[RECORD EXCERPTS Boundary: Start]

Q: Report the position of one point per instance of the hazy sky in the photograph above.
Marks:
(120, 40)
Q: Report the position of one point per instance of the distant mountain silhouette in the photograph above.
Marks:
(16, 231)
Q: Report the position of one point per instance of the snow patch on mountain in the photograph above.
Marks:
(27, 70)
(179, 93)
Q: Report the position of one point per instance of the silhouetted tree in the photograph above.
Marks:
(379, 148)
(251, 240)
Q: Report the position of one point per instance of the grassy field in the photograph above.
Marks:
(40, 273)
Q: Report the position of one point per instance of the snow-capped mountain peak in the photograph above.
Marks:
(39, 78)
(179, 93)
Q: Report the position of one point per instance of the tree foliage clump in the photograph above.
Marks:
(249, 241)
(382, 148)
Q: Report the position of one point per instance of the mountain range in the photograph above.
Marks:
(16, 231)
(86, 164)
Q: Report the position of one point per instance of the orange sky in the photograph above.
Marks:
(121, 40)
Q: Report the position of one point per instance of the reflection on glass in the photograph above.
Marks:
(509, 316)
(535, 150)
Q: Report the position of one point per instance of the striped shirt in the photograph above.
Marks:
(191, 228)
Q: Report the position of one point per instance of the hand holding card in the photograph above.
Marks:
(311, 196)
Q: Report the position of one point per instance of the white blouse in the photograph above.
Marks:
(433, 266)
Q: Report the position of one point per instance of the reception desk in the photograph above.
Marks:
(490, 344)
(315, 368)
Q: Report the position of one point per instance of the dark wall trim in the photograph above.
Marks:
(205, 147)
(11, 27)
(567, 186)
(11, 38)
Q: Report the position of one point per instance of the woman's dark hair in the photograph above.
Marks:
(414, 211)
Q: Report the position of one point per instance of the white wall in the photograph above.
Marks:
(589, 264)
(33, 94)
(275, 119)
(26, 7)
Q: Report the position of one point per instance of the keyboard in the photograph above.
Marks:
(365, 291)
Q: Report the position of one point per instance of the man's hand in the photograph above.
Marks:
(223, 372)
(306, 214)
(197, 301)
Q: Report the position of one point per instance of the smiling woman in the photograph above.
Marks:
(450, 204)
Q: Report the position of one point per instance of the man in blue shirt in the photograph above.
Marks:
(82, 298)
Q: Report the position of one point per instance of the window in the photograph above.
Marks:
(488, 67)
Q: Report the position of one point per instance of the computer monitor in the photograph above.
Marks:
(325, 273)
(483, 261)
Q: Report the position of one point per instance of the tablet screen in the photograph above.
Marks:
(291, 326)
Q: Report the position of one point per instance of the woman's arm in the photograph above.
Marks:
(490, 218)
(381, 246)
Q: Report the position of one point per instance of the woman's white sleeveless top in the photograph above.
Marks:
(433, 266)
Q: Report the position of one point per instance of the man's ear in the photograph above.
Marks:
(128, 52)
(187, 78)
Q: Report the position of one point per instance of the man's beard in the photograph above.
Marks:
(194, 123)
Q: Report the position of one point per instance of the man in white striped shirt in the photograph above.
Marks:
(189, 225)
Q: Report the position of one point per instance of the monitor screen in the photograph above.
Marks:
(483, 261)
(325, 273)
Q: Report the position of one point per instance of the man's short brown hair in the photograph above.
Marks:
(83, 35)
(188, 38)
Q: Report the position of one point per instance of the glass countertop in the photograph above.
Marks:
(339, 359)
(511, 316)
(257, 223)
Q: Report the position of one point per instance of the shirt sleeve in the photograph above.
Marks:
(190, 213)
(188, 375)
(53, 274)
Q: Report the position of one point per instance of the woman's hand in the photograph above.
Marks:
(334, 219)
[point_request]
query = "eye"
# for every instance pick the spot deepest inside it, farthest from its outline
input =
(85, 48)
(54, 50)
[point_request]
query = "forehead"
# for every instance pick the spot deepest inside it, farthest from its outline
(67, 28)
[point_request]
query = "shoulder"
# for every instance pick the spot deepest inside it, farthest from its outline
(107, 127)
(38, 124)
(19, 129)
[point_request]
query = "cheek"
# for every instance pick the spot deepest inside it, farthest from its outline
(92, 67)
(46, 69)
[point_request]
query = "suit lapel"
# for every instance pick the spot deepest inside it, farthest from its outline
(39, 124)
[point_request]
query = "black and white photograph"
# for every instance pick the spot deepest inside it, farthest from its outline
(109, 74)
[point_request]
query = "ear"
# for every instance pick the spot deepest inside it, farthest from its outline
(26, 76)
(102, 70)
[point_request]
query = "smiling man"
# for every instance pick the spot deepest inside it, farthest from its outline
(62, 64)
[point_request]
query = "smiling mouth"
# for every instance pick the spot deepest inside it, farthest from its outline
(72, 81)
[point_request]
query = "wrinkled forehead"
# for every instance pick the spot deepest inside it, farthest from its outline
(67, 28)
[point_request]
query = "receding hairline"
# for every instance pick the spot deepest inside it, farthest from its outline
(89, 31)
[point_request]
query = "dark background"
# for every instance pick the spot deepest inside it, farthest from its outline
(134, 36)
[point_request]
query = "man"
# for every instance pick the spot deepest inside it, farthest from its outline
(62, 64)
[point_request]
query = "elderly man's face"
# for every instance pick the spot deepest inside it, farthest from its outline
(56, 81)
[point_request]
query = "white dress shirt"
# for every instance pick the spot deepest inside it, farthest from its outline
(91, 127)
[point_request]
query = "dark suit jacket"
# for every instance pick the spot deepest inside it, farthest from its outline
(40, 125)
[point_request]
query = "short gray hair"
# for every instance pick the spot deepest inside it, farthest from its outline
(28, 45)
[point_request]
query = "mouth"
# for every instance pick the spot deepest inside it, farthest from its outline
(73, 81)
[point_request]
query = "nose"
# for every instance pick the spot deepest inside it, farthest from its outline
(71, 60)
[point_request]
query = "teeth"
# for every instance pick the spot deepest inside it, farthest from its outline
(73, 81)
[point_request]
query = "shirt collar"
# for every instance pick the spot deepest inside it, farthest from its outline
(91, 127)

[RECORD EXCERPTS Boundary: End]
[RECORD EXCERPTS Boundary: Start]

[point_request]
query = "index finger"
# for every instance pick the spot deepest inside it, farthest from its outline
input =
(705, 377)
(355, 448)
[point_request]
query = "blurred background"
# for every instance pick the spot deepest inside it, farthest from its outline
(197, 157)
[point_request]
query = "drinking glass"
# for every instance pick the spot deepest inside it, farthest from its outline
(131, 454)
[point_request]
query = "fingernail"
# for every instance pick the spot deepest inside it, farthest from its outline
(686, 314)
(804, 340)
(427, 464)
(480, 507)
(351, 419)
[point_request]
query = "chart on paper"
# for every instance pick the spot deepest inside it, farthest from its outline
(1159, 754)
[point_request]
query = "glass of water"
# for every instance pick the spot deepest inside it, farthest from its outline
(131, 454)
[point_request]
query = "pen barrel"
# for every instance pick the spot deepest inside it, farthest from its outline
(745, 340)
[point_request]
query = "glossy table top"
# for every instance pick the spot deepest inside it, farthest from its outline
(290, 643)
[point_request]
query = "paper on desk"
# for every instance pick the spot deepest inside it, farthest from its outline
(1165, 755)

[RECORD EXCERPTS Boundary: End]
[RECORD EXCERPTS Boundary: Start]

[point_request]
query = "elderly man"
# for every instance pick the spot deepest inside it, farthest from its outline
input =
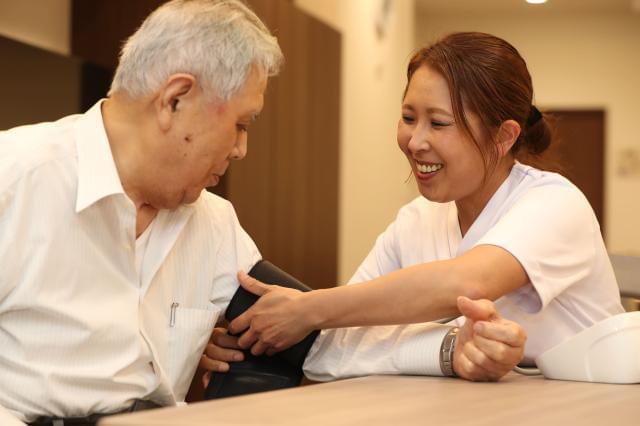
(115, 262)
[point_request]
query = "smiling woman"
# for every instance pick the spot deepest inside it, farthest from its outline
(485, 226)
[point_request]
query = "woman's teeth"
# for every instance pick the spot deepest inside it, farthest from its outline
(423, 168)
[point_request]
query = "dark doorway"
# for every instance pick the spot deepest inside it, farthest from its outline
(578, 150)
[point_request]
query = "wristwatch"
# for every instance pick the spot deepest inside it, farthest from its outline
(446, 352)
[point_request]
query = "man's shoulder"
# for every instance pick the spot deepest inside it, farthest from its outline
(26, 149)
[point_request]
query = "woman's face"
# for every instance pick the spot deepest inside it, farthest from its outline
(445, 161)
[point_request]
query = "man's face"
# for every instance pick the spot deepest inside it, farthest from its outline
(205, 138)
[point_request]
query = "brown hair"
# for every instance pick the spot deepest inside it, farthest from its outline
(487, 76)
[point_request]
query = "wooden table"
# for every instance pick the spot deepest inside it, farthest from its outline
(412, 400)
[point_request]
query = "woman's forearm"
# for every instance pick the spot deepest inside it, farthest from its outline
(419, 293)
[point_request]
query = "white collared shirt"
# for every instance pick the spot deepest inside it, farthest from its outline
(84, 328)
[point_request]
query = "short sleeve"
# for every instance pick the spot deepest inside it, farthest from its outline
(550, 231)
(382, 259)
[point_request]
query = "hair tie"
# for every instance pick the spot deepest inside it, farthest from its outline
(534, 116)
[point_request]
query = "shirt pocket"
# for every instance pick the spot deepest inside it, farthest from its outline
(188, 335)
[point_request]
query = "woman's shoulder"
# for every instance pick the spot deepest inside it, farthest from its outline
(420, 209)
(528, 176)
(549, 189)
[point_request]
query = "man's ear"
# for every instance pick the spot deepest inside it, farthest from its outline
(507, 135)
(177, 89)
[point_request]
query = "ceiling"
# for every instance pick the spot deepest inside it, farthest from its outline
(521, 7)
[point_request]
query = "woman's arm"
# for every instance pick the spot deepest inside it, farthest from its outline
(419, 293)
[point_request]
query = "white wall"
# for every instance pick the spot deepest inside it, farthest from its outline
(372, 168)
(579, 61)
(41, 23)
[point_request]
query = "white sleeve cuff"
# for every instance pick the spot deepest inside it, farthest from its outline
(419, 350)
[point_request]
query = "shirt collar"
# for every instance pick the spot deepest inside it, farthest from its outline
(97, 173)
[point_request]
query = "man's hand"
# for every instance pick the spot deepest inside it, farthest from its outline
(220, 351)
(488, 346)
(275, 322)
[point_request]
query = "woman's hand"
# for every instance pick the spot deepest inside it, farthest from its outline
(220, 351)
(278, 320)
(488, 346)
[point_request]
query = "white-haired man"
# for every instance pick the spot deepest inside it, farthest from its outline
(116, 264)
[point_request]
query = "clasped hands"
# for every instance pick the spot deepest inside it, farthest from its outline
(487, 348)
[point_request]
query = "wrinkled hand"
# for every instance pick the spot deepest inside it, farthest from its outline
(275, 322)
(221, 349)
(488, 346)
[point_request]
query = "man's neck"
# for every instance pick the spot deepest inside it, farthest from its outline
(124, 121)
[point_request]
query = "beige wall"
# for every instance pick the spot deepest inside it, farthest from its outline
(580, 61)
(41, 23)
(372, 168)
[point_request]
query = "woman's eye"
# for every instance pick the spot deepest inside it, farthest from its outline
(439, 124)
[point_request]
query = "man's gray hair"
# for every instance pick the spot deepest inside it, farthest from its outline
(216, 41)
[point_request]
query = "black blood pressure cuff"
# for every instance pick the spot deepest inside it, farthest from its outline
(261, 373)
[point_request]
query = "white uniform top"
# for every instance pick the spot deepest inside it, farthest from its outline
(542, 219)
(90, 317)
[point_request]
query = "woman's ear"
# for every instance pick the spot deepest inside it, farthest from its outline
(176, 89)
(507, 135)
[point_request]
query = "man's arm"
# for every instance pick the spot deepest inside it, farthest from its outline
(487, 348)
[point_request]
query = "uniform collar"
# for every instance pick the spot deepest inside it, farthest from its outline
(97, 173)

[RECORD EXCERPTS Boundary: End]

§ **EXERCISE**
Which of the lines in the data hold the string "mountain"? Report each of them by copying it.

§ **EXERCISE RESULT**
Q: Report the position of one point per instance of the distant mountain silhouette in the photograph above.
Q: Report the position of one point per instance of the snow patch on mountain in the photograph above.
Q: Report the position of one point per instance of the snow-capped mountain peak in the photograph above.
Q: Report the position of one point per instance of the mountain range in the photograph above.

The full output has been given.